Each interior angle of a polygon is `135^(@)`. How many sides does it have ?

To find the number of sides of a polygon given that each interior angle is \(135^\circ\), we can use the formula for the interior angle of a polygon: \[ \text{Interior Angle} = \frac{(n - 2) \times 180^\circ}{n} \] where \(n\) is the number of sides of the polygon. ### Step-by-Step Solution: 1. **Set up the equation**: Since we know the interior angle is \(135^\circ\), we can set up the equation: \[ 135 = \frac{(n - 2) \times 180}{n} \] 2. **Multiply both sides by \(n\)**: To eliminate the fraction, multiply both sides by \(n\): \[ 135n = (n - 2) \times 180 \] 3. **Distribute on the right side**: Expand the right side of the equation: \[ 135n = 180n - 360 \] 4. **Rearrange the equation**: Move all terms involving \(n\) to one side: \[ 135n - 180n = -360 \] This simplifies to: \[ -45n = -360 \] 5. **Divide by -45**: To solve for \(n\), divide both sides by \(-45\): \[ n = \frac{360}{45} \] 6. **Calculate \(n\)**: Perform the division: \[ n = 8 \] ### Conclusion: The polygon has **8 sides**. ---

Work to be completed —
In the polygon solution, what equation results from distributing on the right side?

Raw records —
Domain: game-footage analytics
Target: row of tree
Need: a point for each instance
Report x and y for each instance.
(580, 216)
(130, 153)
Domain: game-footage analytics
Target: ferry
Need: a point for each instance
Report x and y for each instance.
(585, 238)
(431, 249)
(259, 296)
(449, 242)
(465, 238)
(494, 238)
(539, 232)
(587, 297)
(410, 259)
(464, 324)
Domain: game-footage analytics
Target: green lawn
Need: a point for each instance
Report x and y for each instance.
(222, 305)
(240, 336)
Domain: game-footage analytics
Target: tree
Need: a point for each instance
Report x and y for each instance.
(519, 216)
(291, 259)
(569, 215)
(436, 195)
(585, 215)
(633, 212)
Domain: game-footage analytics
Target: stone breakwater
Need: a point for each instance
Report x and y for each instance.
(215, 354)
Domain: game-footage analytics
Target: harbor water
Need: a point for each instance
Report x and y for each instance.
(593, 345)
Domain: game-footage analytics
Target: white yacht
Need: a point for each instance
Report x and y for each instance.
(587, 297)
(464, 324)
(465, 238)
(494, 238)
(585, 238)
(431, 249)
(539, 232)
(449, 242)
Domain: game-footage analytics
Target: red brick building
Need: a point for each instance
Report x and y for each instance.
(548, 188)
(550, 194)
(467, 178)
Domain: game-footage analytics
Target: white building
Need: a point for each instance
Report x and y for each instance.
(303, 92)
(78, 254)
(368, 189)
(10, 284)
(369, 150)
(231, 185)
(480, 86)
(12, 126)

Result of this exercise —
135n = 180n − 360